所示文本:
【科学本质何以成为一个教育问题?】什么是科学问题

  充分理解科学本质已经成为科学素养的核心成分,这一理念已经明确反映在各国的课程文件中。一个哲学意味很浓的术语何以成为科学教育关注的问题呢?科学教育学中探讨的本质与哲学中探讨的本质到底又有怎样的不同呢?这就涉及到科学本质教学兴起的源头。针对当前科学本质教学形式化的倾向,笔者认为澄清科学本质教学本来之意显得尤为必要。
  科学本质教学,是以对科学的理解为旨归。本文试图借助科学哲学、科学文化学的学科资源对科学本质教学的涵义和价值进行一种澄清,以增强科学本质教学的有效性。
  
  一、科学本质教学兴起的哲学背景
  
  科学本质进入科学教育研究的视域,很大程度上源于科学哲学界的影响。正是科学本质观的嬗变,观照科学自身才成为可能。
  科学哲学起源对真理的研究,是在哲学实现认识论转向后成长起来的一门新的研究领域。20世纪西方科学哲学出现了两个明显的转折点:第一是从逻辑实证主义开始到以库恩为代表的历史主义学派,从崇尚科学客观性到强调科学人本化的转变;第二是从科学实在论到反实在论,从维护科学权威性地位到强调科学哲学的经验主义与建构主义的转变(郑祥福,2002)。

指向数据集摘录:
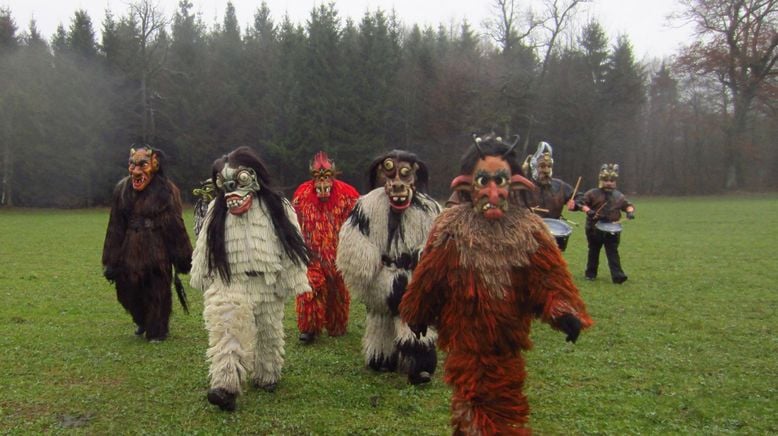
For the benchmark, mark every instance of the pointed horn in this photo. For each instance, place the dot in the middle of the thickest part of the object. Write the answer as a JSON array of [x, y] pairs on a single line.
[[461, 182], [477, 142]]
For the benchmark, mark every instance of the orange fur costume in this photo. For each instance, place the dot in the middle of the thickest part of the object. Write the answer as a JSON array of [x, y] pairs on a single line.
[[327, 305], [489, 268]]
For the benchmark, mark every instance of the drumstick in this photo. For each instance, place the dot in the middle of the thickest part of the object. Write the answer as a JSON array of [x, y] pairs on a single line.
[[575, 191]]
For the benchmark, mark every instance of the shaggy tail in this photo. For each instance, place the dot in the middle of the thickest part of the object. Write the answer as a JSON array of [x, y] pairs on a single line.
[[181, 293]]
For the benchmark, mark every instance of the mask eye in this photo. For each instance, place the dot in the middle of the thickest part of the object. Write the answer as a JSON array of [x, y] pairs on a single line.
[[243, 178]]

你的任务: 在关于科学本质教学的文本中,科学本质教学以什么为旨归?

本题答案: 以对科学的理解为旨归。